• Task goal
Every line below from the one containing "TARGET = hillside" to the final line must be reproduced exactly, and no other line may appear in the answer.

• Raw data

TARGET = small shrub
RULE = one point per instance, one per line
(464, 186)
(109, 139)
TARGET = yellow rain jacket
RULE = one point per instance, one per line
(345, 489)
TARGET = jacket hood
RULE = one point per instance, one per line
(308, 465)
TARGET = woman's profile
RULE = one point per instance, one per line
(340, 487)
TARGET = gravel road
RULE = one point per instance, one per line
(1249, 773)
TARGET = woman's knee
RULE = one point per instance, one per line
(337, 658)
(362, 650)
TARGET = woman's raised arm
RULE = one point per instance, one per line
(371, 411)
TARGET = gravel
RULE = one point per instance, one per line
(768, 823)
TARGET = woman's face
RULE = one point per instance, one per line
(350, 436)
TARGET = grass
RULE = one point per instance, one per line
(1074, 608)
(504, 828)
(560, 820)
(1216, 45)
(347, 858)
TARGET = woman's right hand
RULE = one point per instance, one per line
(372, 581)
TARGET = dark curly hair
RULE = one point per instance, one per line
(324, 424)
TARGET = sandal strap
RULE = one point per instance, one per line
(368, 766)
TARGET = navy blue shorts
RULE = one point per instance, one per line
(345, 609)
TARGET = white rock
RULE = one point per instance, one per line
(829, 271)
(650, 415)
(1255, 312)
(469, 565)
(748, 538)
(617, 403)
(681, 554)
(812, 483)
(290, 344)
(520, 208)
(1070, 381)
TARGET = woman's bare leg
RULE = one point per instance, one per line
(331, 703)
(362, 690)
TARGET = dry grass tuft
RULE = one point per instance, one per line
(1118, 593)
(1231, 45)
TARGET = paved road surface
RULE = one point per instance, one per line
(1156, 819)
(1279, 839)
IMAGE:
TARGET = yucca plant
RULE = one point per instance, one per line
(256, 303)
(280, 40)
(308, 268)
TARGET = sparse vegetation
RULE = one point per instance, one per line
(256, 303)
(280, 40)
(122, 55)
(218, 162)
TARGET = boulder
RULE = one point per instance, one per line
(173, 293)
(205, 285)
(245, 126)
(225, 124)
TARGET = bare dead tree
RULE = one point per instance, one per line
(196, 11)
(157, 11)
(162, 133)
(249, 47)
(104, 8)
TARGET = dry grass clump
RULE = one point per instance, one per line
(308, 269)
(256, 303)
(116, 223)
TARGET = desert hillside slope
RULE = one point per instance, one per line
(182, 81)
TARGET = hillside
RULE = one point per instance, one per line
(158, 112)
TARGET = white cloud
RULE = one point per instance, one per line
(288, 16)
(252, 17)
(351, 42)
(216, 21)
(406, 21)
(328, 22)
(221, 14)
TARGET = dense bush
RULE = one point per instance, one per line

• Completed task
TARGET = hillside
RULE = one point per instance, one per line
(158, 112)
TARGET = white cloud
RULE = one point per instance, one per line
(288, 16)
(252, 17)
(351, 42)
(216, 21)
(406, 21)
(328, 22)
(221, 14)
TARGET = dense bush
RULE = one point per instance, one per line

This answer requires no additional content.